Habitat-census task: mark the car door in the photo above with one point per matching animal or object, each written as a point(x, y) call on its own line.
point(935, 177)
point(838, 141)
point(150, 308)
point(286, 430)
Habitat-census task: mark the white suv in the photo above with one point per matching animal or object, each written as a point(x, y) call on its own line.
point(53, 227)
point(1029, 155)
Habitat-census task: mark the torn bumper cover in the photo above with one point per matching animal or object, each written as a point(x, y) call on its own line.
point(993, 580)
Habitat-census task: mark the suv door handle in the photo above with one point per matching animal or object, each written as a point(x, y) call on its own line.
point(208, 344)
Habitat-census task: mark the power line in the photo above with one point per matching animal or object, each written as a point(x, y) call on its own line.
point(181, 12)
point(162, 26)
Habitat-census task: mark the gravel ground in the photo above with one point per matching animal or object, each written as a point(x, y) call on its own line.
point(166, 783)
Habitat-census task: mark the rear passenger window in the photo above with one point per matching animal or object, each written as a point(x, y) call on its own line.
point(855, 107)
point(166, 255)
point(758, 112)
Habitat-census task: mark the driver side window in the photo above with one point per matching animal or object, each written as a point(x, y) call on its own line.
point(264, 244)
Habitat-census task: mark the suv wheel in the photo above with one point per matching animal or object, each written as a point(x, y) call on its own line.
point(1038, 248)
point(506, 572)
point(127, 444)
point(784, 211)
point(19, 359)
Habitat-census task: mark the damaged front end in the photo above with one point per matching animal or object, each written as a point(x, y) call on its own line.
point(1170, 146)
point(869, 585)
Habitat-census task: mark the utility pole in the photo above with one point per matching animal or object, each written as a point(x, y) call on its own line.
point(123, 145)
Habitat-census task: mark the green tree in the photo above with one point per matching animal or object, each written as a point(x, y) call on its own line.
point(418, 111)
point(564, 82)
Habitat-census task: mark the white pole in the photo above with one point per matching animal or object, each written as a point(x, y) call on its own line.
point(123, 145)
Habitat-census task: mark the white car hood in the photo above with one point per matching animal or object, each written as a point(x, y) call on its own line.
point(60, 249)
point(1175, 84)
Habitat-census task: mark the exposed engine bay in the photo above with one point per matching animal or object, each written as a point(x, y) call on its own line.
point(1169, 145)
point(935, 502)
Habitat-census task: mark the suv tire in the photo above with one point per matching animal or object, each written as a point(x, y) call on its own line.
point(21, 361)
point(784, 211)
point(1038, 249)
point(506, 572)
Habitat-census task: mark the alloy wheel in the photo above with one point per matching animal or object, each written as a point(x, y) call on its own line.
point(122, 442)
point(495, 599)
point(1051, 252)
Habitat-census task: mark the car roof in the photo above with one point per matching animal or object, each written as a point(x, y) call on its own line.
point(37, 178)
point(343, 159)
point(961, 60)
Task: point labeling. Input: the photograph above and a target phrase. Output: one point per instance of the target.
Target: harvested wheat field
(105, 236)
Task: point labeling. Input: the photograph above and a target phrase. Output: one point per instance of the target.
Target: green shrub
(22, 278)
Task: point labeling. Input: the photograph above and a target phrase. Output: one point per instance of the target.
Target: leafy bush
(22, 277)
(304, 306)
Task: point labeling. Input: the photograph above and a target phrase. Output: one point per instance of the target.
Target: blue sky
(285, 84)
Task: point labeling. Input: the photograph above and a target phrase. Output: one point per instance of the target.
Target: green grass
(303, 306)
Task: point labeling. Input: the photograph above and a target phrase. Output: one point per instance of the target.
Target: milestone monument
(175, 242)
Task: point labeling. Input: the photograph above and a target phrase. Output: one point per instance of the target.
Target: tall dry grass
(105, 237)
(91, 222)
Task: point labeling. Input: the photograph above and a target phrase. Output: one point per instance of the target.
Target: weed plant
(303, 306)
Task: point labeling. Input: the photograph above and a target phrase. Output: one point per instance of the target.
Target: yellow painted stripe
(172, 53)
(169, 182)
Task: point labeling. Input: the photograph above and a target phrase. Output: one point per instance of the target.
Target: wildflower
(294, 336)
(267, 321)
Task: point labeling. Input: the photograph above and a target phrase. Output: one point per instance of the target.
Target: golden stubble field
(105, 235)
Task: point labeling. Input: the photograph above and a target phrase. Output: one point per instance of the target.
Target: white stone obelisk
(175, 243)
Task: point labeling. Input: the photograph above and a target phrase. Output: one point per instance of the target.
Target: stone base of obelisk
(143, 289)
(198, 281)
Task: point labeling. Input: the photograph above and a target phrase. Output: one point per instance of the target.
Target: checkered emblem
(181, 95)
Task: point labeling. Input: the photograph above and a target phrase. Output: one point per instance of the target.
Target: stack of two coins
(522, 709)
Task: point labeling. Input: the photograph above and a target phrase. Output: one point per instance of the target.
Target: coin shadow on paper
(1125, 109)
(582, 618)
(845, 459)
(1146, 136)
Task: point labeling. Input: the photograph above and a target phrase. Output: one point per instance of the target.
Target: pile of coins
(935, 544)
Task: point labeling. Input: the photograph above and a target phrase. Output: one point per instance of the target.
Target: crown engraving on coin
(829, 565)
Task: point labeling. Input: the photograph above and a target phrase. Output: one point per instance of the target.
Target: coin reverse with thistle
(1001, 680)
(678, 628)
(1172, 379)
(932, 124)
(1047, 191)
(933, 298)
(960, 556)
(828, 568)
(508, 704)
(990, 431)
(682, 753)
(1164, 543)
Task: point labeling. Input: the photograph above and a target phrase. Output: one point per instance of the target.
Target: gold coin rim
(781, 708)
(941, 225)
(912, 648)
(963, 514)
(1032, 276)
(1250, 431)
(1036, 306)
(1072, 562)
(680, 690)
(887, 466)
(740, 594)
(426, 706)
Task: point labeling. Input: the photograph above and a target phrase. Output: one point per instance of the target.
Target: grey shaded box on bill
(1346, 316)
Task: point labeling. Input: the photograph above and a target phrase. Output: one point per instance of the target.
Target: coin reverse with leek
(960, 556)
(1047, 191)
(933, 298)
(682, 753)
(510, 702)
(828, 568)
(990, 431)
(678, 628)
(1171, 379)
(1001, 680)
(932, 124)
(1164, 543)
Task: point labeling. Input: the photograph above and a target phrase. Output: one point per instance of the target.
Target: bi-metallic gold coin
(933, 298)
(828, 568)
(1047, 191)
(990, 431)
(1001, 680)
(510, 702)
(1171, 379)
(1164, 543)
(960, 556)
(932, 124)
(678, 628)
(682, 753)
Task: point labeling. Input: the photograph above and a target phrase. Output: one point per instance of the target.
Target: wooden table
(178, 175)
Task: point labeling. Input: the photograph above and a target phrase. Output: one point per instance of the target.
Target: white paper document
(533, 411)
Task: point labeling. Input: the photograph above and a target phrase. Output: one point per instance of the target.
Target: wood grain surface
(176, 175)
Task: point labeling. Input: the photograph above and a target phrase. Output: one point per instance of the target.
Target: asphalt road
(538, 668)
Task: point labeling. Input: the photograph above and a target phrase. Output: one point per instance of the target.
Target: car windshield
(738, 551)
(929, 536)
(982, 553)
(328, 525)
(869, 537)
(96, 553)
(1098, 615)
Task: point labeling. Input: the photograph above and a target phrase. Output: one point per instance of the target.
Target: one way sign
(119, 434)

__________

▸ Objectif de l'exercice: Recopiez mot pour mot la partie des enregistrements ci-dessus qui s'ouvre sur leur toute première ligne et se termine par la ligne contenant « point(162, 26) », les deux bornes étant incluses.

▸ Réponse au problème:
Habitat-census task: mark the car door in the photo above with one point per matching animal or object, each written as a point(x, y) call on its own line.
point(935, 177)
point(838, 141)
point(150, 308)
point(286, 430)
Habitat-census task: mark the white suv in the photo above with one point per matching animal or object, each written as a point(x, y) call on its own line.
point(53, 227)
point(1029, 155)
Habitat-census task: mark the torn bumper cover in the photo above with one point per matching animal or object, each written as a point(x, y) call on its own line.
point(993, 580)
Habitat-census task: mark the suv door handle in the photo above with one point per matching animal or object, each written as a point(x, y) call on its own line.
point(208, 344)
Habitat-census task: mark the power line in the photo above with one point per matching animal or object, each written as a point(x, y) call on its own line.
point(181, 12)
point(162, 26)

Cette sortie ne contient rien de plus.